■ To be done: Turn the lines from the beginning of the records through the line containing "column 111, row 5", inclusive, into a JSON list of strings with one string per line, leaving out any blank lines.

■ Extracted material:
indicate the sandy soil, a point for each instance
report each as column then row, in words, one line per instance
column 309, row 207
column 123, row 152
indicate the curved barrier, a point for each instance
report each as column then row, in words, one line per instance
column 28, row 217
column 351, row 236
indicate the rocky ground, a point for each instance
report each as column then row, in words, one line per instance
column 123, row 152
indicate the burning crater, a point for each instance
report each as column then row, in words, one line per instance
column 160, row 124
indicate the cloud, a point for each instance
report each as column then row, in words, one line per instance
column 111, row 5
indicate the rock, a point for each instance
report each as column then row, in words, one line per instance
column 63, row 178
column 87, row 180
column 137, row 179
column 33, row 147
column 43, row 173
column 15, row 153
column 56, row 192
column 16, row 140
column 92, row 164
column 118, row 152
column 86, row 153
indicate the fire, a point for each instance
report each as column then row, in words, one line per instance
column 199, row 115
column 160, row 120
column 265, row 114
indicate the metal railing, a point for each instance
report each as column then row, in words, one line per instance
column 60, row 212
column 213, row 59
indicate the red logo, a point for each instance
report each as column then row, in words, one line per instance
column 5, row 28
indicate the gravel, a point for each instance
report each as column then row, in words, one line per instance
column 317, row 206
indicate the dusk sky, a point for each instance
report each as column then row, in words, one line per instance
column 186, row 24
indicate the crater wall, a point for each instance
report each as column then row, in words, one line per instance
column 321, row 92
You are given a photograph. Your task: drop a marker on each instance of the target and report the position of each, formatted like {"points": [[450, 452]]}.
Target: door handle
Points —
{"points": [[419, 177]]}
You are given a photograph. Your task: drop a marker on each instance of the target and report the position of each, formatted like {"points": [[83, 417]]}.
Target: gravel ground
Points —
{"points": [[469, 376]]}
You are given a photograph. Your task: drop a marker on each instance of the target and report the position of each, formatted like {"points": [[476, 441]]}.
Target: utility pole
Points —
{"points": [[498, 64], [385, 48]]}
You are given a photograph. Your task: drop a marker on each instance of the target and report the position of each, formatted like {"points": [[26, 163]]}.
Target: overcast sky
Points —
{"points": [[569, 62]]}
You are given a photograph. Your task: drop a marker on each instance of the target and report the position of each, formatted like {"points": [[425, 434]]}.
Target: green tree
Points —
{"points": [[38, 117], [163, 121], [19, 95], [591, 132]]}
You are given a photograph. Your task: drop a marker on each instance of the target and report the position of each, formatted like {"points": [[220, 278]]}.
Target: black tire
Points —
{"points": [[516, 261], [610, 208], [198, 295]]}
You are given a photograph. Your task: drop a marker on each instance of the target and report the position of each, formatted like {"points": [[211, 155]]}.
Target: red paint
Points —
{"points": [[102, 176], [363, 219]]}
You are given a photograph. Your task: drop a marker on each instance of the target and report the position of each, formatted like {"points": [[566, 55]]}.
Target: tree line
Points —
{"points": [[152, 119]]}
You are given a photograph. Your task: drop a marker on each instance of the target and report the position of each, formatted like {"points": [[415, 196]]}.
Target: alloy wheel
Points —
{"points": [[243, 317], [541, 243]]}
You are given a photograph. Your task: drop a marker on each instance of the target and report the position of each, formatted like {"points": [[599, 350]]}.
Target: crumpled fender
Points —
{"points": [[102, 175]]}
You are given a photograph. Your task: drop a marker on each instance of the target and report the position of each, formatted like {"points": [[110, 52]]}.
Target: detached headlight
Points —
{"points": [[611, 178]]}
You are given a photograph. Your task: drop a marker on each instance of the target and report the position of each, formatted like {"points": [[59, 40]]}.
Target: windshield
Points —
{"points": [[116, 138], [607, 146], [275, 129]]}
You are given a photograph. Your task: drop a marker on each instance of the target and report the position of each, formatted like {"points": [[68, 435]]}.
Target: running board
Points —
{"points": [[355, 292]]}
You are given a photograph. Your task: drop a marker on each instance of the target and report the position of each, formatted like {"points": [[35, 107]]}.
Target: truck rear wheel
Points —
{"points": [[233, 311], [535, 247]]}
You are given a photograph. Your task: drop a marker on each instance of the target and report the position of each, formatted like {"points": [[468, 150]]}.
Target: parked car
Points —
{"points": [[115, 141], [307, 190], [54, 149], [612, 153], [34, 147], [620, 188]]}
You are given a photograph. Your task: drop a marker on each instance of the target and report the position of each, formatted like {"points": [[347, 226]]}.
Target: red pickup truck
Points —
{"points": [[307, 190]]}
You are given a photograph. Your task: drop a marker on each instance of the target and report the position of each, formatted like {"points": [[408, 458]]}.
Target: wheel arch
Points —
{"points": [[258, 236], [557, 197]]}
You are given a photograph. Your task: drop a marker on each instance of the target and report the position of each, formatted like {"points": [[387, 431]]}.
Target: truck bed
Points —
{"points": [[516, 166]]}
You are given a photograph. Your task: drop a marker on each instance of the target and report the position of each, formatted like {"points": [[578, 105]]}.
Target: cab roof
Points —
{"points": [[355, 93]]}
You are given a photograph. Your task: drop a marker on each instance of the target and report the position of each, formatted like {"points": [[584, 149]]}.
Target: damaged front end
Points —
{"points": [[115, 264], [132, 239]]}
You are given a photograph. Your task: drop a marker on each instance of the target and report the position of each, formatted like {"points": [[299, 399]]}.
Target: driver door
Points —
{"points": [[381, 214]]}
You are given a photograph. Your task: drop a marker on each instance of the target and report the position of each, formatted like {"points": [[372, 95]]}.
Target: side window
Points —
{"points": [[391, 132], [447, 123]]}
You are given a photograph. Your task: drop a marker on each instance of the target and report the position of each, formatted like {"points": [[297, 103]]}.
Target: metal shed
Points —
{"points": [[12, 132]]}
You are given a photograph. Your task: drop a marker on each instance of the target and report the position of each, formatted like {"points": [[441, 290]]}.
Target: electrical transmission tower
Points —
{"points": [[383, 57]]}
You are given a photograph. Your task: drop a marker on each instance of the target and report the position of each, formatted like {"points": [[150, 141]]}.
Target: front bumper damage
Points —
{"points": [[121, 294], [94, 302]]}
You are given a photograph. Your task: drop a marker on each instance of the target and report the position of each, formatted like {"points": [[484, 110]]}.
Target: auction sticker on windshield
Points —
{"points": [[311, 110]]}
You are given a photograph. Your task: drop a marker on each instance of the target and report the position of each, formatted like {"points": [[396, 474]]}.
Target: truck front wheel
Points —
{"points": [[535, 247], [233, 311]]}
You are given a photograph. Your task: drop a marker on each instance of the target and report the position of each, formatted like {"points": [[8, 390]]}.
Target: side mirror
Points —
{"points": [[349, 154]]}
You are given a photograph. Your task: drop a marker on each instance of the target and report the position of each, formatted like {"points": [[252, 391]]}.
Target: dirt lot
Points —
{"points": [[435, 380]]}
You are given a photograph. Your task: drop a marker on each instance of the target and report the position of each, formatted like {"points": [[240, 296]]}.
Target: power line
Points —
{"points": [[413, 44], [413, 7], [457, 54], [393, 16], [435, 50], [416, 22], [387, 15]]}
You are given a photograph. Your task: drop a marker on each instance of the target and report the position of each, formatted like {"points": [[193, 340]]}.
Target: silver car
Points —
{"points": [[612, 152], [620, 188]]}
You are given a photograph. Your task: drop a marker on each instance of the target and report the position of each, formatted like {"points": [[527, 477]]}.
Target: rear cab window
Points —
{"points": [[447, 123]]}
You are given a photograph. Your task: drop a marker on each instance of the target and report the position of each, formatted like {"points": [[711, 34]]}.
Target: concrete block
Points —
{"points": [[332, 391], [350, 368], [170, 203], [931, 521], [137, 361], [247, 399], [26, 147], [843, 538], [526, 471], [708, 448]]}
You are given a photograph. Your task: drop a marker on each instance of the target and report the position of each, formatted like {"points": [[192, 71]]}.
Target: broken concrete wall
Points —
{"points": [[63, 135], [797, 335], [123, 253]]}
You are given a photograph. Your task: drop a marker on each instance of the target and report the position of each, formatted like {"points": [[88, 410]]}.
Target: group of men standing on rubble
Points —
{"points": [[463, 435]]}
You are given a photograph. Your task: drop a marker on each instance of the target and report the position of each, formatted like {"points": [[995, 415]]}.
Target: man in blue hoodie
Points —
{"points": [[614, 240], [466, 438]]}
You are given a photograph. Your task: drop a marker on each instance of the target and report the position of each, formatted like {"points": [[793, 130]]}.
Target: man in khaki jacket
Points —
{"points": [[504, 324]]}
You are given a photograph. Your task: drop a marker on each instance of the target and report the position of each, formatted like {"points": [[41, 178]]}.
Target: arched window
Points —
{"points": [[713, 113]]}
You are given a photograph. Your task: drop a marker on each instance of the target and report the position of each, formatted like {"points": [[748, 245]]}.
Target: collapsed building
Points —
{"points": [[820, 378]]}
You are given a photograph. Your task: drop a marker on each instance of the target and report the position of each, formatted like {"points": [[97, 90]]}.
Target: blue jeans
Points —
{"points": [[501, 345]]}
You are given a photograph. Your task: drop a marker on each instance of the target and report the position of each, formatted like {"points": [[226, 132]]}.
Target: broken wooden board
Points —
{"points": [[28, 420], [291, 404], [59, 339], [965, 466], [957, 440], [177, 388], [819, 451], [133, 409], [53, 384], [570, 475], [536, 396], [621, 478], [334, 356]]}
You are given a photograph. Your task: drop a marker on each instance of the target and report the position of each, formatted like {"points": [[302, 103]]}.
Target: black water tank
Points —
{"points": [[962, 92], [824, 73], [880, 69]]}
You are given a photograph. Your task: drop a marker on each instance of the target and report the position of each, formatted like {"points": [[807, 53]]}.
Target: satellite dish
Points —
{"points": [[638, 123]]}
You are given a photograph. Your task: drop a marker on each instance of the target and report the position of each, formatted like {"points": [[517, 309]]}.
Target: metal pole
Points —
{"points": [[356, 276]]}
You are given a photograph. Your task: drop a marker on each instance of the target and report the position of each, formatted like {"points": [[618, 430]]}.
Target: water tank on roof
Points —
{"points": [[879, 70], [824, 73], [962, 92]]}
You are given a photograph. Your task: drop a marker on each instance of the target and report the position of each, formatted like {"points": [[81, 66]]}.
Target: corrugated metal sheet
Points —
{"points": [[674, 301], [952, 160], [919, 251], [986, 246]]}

■ Output of the task:
[
  "indicate the sandy soil, a point for each instance",
  "report each as column then row, in words, one line per instance",
  "column 309, row 207",
  "column 123, row 152",
  "indicate the curved barrier, a point for each instance",
  "report each as column then row, in words, one line per instance",
  "column 28, row 217",
  "column 351, row 236",
  "indicate the rocky ground, a point for each instance",
  "report each as column then row, in words, one line per instance",
  "column 123, row 152",
  "indicate the burning crater, a point for each instance",
  "report each as column then row, in words, one line per instance",
  "column 160, row 124",
  "indicate the cloud, a point for each instance",
  "report each as column then row, in words, one line per instance",
  "column 111, row 5"
]